▶ [INSTRUCTIONS TO FOLLOW] Count the lines in the material below that contain the string "bouquet", with case taken into account, and reply with the number only.

↓

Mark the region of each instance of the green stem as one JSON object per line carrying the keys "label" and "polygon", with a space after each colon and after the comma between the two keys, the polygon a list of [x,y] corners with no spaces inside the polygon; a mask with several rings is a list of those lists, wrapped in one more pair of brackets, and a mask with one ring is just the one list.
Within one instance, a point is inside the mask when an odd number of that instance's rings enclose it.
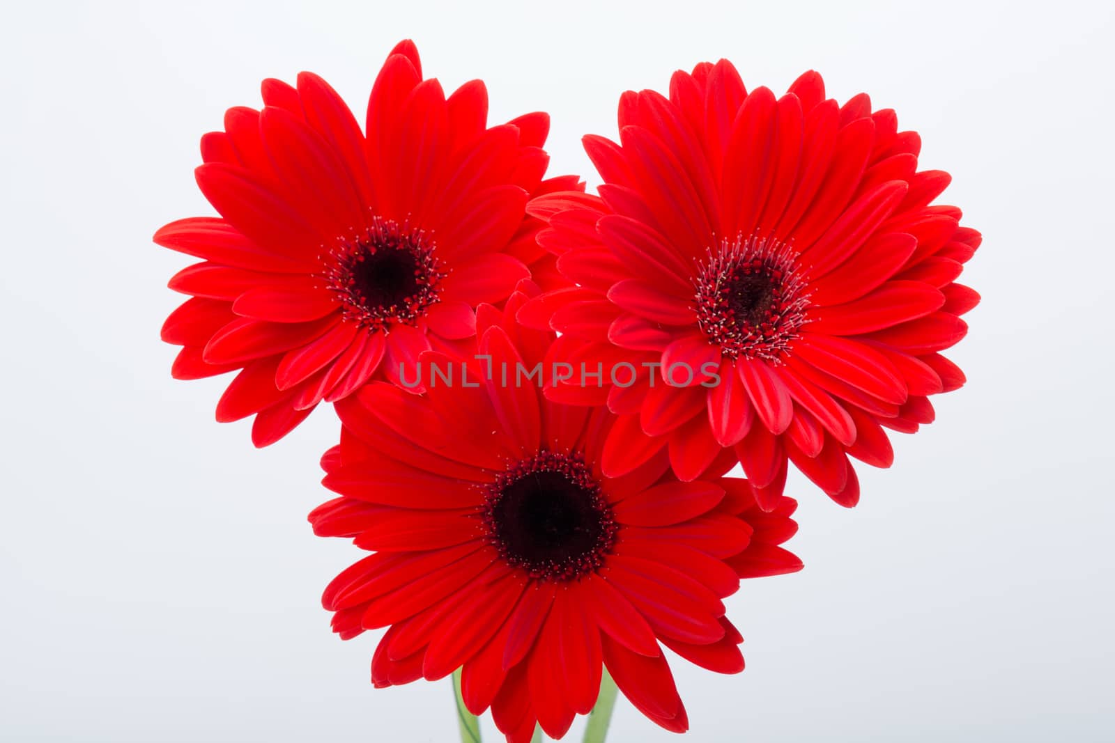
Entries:
{"label": "green stem", "polygon": [[600,680],[600,696],[597,697],[597,706],[592,707],[589,724],[584,729],[584,743],[604,743],[608,725],[611,723],[612,712],[615,710],[615,693],[618,691],[615,682],[604,668],[604,675]]}
{"label": "green stem", "polygon": [[457,704],[460,743],[481,743],[481,721],[465,707],[465,701],[460,696],[460,668],[453,672],[453,698]]}

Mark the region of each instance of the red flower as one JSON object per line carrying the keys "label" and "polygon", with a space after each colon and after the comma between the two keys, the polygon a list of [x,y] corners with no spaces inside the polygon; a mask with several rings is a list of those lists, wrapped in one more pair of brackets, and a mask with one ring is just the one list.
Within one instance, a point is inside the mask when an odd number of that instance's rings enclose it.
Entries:
{"label": "red flower", "polygon": [[915,431],[928,395],[963,383],[940,351],[979,301],[956,280],[980,235],[930,205],[948,174],[917,170],[920,138],[894,111],[837,106],[816,72],[776,99],[727,61],[698,65],[669,98],[624,94],[619,125],[619,144],[584,138],[599,198],[527,207],[579,286],[520,320],[563,333],[555,359],[604,369],[602,387],[574,374],[547,394],[621,416],[609,476],[665,447],[690,480],[733,447],[764,506],[787,460],[854,505],[847,456],[890,466],[883,429]]}
{"label": "red flower", "polygon": [[484,84],[446,98],[410,41],[376,79],[367,136],[309,72],[297,89],[265,80],[263,102],[202,137],[197,184],[223,218],[155,234],[204,258],[171,280],[193,296],[163,326],[183,346],[172,373],[241,369],[217,420],[254,413],[256,446],[425,350],[452,351],[474,335],[476,304],[506,299],[531,264],[545,284],[552,258],[539,261],[541,223],[523,207],[578,187],[542,180],[545,114],[486,128]]}
{"label": "red flower", "polygon": [[[453,387],[427,378],[423,395],[372,383],[338,403],[341,442],[322,466],[341,497],[310,521],[375,554],[341,573],[323,604],[342,638],[388,627],[376,686],[463,666],[465,704],[491,706],[513,743],[530,741],[535,721],[561,737],[595,703],[602,665],[643,714],[683,731],[662,646],[716,672],[743,669],[720,599],[740,577],[801,568],[777,547],[796,529],[796,504],[778,498],[767,514],[746,480],[680,482],[665,454],[605,477],[612,414],[514,383],[516,364],[533,368],[551,341],[514,326],[524,301],[516,293],[502,316],[477,313],[486,383],[473,365]],[[507,330],[486,327],[497,321]],[[437,352],[427,362],[457,369]]]}

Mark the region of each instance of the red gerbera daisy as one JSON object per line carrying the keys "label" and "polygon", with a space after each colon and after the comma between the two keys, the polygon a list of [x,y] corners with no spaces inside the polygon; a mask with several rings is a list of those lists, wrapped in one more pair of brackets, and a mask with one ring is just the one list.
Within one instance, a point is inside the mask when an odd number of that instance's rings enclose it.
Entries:
{"label": "red gerbera daisy", "polygon": [[309,72],[297,88],[265,80],[263,102],[202,137],[197,184],[223,218],[155,235],[205,258],[171,280],[193,295],[163,326],[183,346],[172,373],[241,369],[217,420],[254,413],[256,446],[320,401],[473,336],[477,303],[506,299],[532,263],[549,275],[529,195],[578,187],[542,180],[545,114],[487,128],[484,84],[446,98],[410,41],[376,80],[367,136]]}
{"label": "red gerbera daisy", "polygon": [[838,106],[816,72],[776,99],[727,61],[698,65],[669,98],[624,94],[619,125],[619,144],[584,138],[600,197],[527,207],[578,286],[520,320],[563,332],[554,359],[604,369],[547,393],[621,416],[610,476],[668,447],[688,480],[733,447],[765,506],[787,460],[854,505],[847,454],[890,466],[883,428],[915,431],[928,395],[963,383],[940,351],[979,301],[956,280],[980,235],[930,205],[948,174],[918,172],[894,111]]}
{"label": "red gerbera daisy", "polygon": [[[491,706],[513,743],[535,722],[561,737],[593,707],[603,666],[643,714],[683,731],[661,646],[743,669],[720,599],[740,577],[801,568],[777,546],[796,529],[796,504],[778,498],[766,514],[746,480],[680,482],[665,454],[605,477],[613,416],[515,384],[550,342],[508,321],[523,301],[512,295],[502,320],[491,306],[477,314],[491,375],[473,365],[452,387],[430,377],[423,395],[377,382],[337,405],[341,443],[322,466],[341,497],[310,520],[375,554],[330,584],[324,606],[342,638],[388,627],[376,686],[463,667],[466,706]],[[484,329],[496,321],[507,330]],[[437,352],[426,362],[453,368]]]}

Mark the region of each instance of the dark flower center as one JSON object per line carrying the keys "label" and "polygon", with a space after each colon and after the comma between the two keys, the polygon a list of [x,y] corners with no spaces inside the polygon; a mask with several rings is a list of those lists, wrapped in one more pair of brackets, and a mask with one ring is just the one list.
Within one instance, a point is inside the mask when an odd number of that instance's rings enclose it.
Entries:
{"label": "dark flower center", "polygon": [[696,284],[697,324],[729,359],[778,361],[806,322],[806,283],[785,243],[724,241]]}
{"label": "dark flower center", "polygon": [[579,456],[543,451],[489,486],[488,541],[533,578],[571,580],[603,565],[615,540],[611,507]]}
{"label": "dark flower center", "polygon": [[326,264],[328,287],[346,319],[376,330],[414,324],[438,301],[445,276],[424,231],[379,217],[363,234],[341,238]]}

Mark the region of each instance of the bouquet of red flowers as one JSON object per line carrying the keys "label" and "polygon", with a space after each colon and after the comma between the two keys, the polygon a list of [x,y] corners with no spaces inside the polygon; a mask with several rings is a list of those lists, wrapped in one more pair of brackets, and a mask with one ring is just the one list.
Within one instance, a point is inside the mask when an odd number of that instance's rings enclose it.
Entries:
{"label": "bouquet of red flowers", "polygon": [[547,177],[545,114],[489,126],[410,41],[363,128],[314,75],[262,94],[202,137],[220,217],[155,234],[201,260],[163,340],[178,379],[236,372],[216,417],[259,447],[333,403],[310,521],[369,553],[333,632],[386,628],[376,686],[453,675],[466,741],[488,708],[511,743],[590,713],[602,741],[617,690],[686,731],[666,651],[743,671],[723,599],[802,568],[789,466],[854,506],[852,460],[889,467],[964,381],[980,234],[933,204],[949,175],[866,95],[725,60],[620,97],[595,195]]}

↑

▶ [SOLVED EXERCISE] 2